DIRECTIONS FOR THIS TASK: Your task is to filter the data below down to the lines holding "positive".

** RECORD EXCERPTS follows **

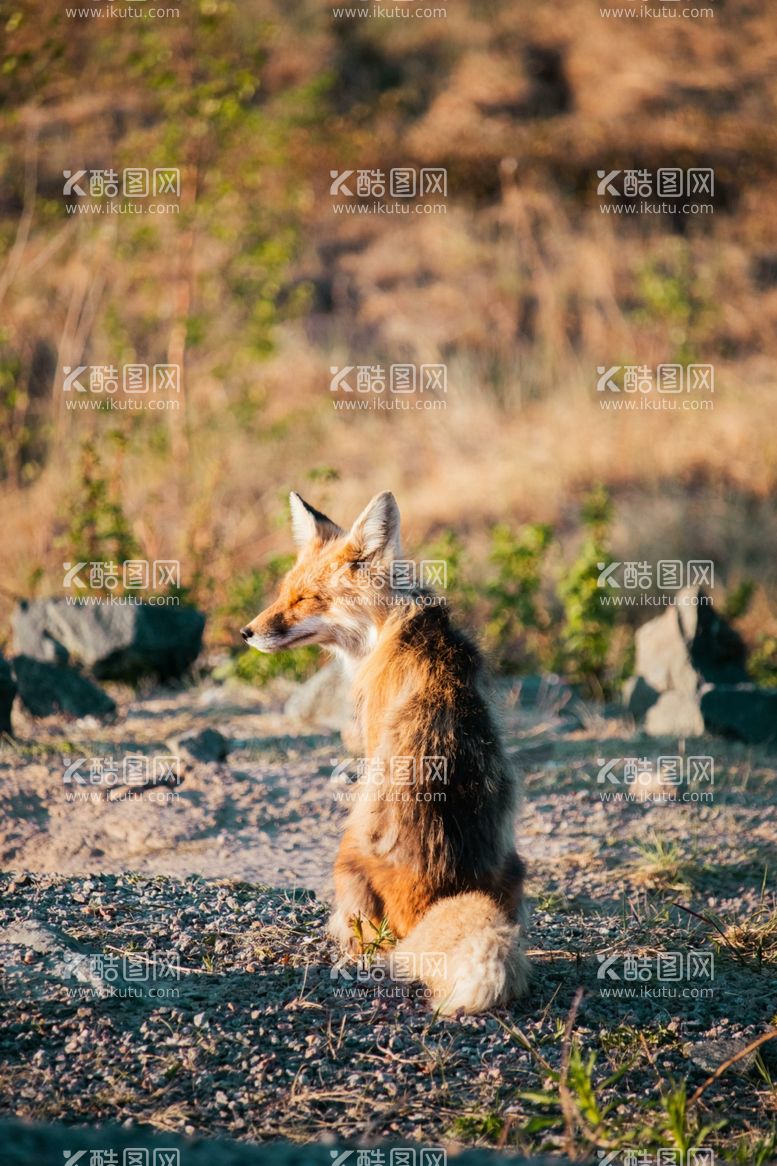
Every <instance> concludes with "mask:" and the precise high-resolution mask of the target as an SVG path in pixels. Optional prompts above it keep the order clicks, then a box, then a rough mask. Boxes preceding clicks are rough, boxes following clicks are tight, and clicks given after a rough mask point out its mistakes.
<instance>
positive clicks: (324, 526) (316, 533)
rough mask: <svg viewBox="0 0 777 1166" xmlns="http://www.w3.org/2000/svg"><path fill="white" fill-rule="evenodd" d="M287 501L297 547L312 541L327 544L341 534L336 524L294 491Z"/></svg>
mask: <svg viewBox="0 0 777 1166" xmlns="http://www.w3.org/2000/svg"><path fill="white" fill-rule="evenodd" d="M288 501H289V506H290V507H292V534H293V536H294V541H295V543H296V545H297V547H300V548H301V547H304V546H306V545H307V543H308V542H311V541H313V539H321V540H322V542H327V541H328V540H329V539H337V538H340V535H341V534H342V533H343V532H342V531H341V528H340V527H338V526H337V524H336V522H332V520H331V519H330V518H327V515H325V514H322V513H321V511H317V510H315V507H313V506H310V505H309V503H306V500H304V498H300V496H299V494H297V493H295V492H294V491H292V493H290V494H289V496H288Z"/></svg>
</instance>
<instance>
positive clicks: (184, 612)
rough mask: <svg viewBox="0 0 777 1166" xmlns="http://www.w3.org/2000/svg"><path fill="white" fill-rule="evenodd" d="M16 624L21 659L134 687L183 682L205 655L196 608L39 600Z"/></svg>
mask: <svg viewBox="0 0 777 1166" xmlns="http://www.w3.org/2000/svg"><path fill="white" fill-rule="evenodd" d="M12 623H13V633H14V644H15V647H16V652H17V653H19V654H20V655H26V656H31V658H33V659H35V660H41V661H44V662H48V663H60V665H64V663H67V662H69V661H72V662H76V663H79V665H82V666H83V667H84V668H86V669H88V670H89V672H91V673H92V674H93V675H95V676H97V677H98V679H106V680H108V679H110V680H127V681H133V680H136V679H138V677H139V676H142V675H155V676H157V677H159V679H161V680H169V679H173V677H177V676H181V675H182V674H183V673H184V672H185V669H187V668H188V667H189V666H190V665H191V663H194V661H195V660H196V658H197V655H198V653H199V649H201V647H202V633H203V630H204V626H205V617H204V616H203V614H202V613H201V612H198V611H196V610H195V609H194V607H168V606H157V605H155V604H117V603H112V604H95V605H93V606H92V605H86V604H82V603H68V602H67V600H65V599H36V600H33V602H24V603H22V604H20V606H19V607H17V609H16V611H15V612H14V616H13V621H12Z"/></svg>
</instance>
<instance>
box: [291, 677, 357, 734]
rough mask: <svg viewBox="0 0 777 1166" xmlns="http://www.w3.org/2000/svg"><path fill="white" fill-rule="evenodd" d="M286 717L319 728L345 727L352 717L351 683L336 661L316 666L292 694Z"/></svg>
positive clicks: (352, 705)
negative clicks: (308, 677) (314, 670)
mask: <svg viewBox="0 0 777 1166" xmlns="http://www.w3.org/2000/svg"><path fill="white" fill-rule="evenodd" d="M283 711H285V714H286V716H288V717H290V718H292V719H293V721H299V722H301V723H302V724H309V725H315V726H317V728H321V729H336V730H338V731H340V730H343V729H348V728H349V725H350V724H351V722H352V718H354V701H352V698H351V682H350V679H349V677H348V676H347V675H345V672H344V669H343V667H342V665H341V663H340V661H338V660H332V661H331V662H330V663H327V665H324V666H323V668H320V669H318V672H316V673H315V675H313V676H310V679H309V680H306V682H304V683H303V684H300V687H299V688H297V689H296V690H295V691H294V693H292V695H290V696H289V698H288V701H287V702H286V707H285V709H283Z"/></svg>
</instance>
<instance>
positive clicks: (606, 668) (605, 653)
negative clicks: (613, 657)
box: [558, 486, 617, 696]
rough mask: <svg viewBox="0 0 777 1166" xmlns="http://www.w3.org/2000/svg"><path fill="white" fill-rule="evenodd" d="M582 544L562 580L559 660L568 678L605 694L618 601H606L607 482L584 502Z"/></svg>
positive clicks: (559, 640)
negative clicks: (611, 602) (604, 580)
mask: <svg viewBox="0 0 777 1166" xmlns="http://www.w3.org/2000/svg"><path fill="white" fill-rule="evenodd" d="M582 522H583V527H585V532H586V533H585V539H583V545H582V547H581V548H580V553H579V555H578V559H576V560H575V562H574V563H573V564H572V567H571V568H569V569H568V570H567V573H566V574H565V575H564V576H562V577H561V580H560V582H559V598H560V599H561V604H562V609H564V616H562V624H561V627H560V630H559V642H558V663H559V670H561V672H562V673H564V674H565V675H566V676H567V677H568V679H569V680H572V681H573V682H575V683H579V684H582V686H583V687H585V688H586V689H587V690H588V691H589V693H592V694H594V695H599V696H601V695H606V694H607V693H608V691H609V690H610V687H611V677H610V676H608V665H609V662H610V651H611V645H613V633H614V627H615V624H616V620H617V607H616V606H615V605H614V604H608V603H607V598H608V596H610V595H611V593H613V590H611V588H610V586H609V584H602V583H600V576H601V574H602V571H603V570H604V568H606V567H607V566H608V563H610V562H611V561H613V560H611V556H610V548H609V534H610V526H611V522H613V504H611V500H610V497H609V494H608V492H607V490H604V487H603V486H597V487H596V489H595V490H593V491H592V493H590V494H589V496H588V498H587V499H586V500H585V503H583V508H582Z"/></svg>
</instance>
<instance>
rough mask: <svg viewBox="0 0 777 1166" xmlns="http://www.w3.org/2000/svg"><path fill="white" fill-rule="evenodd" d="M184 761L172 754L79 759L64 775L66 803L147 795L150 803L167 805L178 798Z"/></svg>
mask: <svg viewBox="0 0 777 1166" xmlns="http://www.w3.org/2000/svg"><path fill="white" fill-rule="evenodd" d="M181 780H182V779H181V758H180V757H175V756H173V754H168V753H154V754H150V756H147V754H145V753H127V754H126V756H125V757H120V758H119V757H112V756H107V757H78V758H76V759H75V760H72V761H67V763H65V766H64V771H63V774H62V786H63V788H64V798H65V801H69V802H93V803H97V802H99V801H104V800H105V799H107V798H108V796H110V794H111V793H112V791H115V792H117V793H118V794H119V795H126V794H128V795H131V796H139V795H141V794H142V795H145V800H146V801H156V802H160V803H167V802H170V801H173V800H174V799H175V798H177V793H176V791H177V788H178V786H180V785H181Z"/></svg>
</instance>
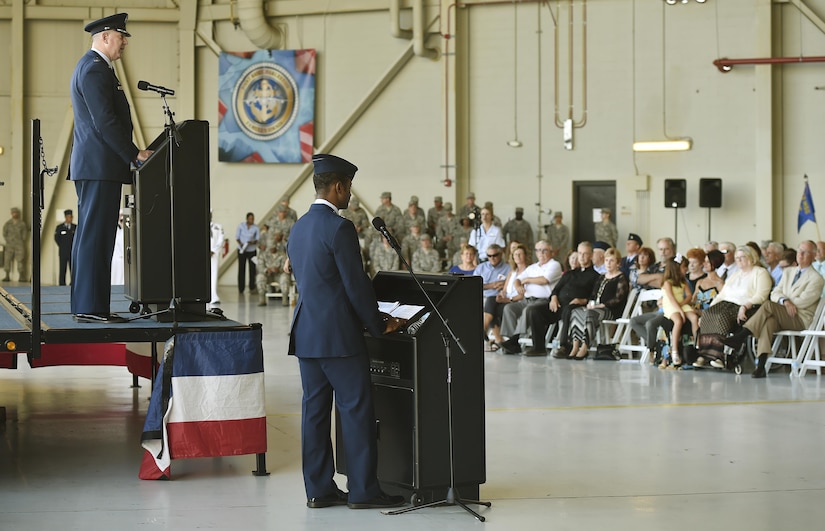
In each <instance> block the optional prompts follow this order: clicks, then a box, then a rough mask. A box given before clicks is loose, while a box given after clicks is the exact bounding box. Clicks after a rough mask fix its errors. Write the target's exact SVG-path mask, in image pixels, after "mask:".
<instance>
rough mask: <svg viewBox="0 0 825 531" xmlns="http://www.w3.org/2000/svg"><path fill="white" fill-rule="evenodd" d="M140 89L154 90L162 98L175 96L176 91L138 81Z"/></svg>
mask: <svg viewBox="0 0 825 531" xmlns="http://www.w3.org/2000/svg"><path fill="white" fill-rule="evenodd" d="M138 89H140V90H152V91H154V92H157V93H158V94H160V95H161V96H174V95H175V91H174V90H172V89H168V88H166V87H161V86H160V85H153V84H151V83H149V82H148V81H138Z"/></svg>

** End of RECORD EXCERPTS **

TASK RESULT:
positive clicks: (324, 526) (316, 533)
positive clicks: (184, 612)
positive clicks: (352, 705)
positive clicks: (606, 668) (605, 653)
positive clicks: (559, 640)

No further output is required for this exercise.